Is putting bleach in my dishwater harmful? Was my mother wrong?

:confused: Then why does the bleach in my bleach bottle smell like bleach?

My biggest worry with bleach and so-called " disinfectants" is that they destroy the normal balance of bacteria on my kitchen surfaces. As bacteria are everywhere, I suppose the different kinds of bacteria have reached some sort of equilibrium, where the numbers of the different kinds keep each other in check and the harmless bacteria will be by far the biggest majority.

Now, when I’ve desinfected my kitchen surfaces, and the bleach has dried, I have wiped out all the competition and in effect I offer the newly incoming bacteria a few square feet of empty petri-dish. What, then, is to stop a stray single salmonellagerm that lands in that petridish from multiplying itself into stomach-flu inducing numbers?

IMHO, cleaning is supposed to remove any traces of germfood, not the germs themselves. Removing all traces of food will keep the bacteria within healthy levels. Soap and elbow grease is enough for that.

I may be wrong, but that is my cleaning philosophy.

Obviously, you don’t have a bottle of bleach, you have a bottle of dead stuff. Check the label.

With apologies for the Hijack, Cite

Clearly the jury is still out, but there’s a possibility.

I agree with most of that, but a few details don’t seem to ring true.

-“So-called” disinfectants, in the US at least, really are disinfectants. The EPA standard is killing 99.9% percent of germs in the sample (despite the wiggle room, they all test out at 100%.) You’ll find an EPA number on the bottle, along with the max dilution that will still meet the spec.

Things to do:
1: In the bleach discussion, write out everything from "IMHO, cleaning is" down to "enough for that.".
2: Answer these questions from the bleach discussion:
(a) What does one post say is enough to remove all traces of food?
(b) What does one reply say the person has instead of a bottle of bleach?
(c) What percentage of germs does the EPA standard require a disinfectant to kill?
3: Proceed with the discussion of bleach and disinfectants from where it stops.
The listing after this point is separate material and has no connection to the bleach discussion.

Record excerpts:
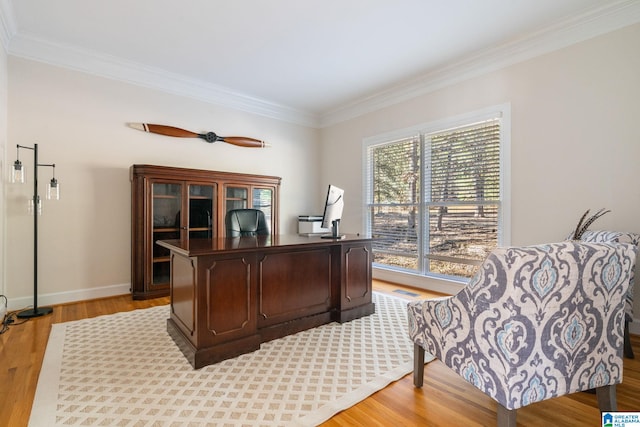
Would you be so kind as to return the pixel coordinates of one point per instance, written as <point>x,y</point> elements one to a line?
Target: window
<point>435,195</point>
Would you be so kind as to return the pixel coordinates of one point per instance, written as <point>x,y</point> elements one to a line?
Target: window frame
<point>501,111</point>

Answers to the problems:
1:
IMHO, cleaning is supposed to remove any traces of germfood, not the germs themselves. Removing all traces of food will keep the bacteria within healthy levels. Soap and elbow grease is enough for that.

2:
(a) Soap and elbow grease.
(b) A bottle of dead stuff.
(c) 99.9%.

3:
-I understand your concern for a “natural balance” of microcritters on your kitchen surfaces, but how do we know that we started with a natural balance?

-When you use a “kill-em-all-and-let-God-sort-'em-out” disinfectant on your counter, the critters in the air, on your food, and on your hands do start repopulating right away, but probably in roughly the same balance you had before. Food-borne nasties come mostly from contact, not from the air, so the airborne critters get a head start.

-Soap and water is indeed very hard on germs. Not just because you removed the germ-food, but because the alkaline soap is a hostile environment for them.

-Somebody else was talking about anti-bacterial hand soaps. In handwashing tests, the a-b soaps are no more effective than ordinary soaps. Regular soap handwashing is anti-bacterial.

One thing to consider is wearing out your dishwasher. A friend of mine used to put bleach in her garbage disposal to sanitize things. It eventually started leaking everywhere and the repair guy said that the gaskets had been eaten through by the bleach. Now, to be fair, she’s a bit over the top with her ‘need for clean’, and it sounds like a few thimbles of bleach is alot less than she used, but if it is not gaining you anything on the sanitation side of the equation, it probably is (very) slowly doing unnecessary damage to your dishwasher… so why bother.

They don’t trust restaurants with two containers either. The standard manual dishwashing setup is a three-well sink - wash, rinse, sanitize just like you were doing with the scouts. Note that there’s no final rinse after the bleach.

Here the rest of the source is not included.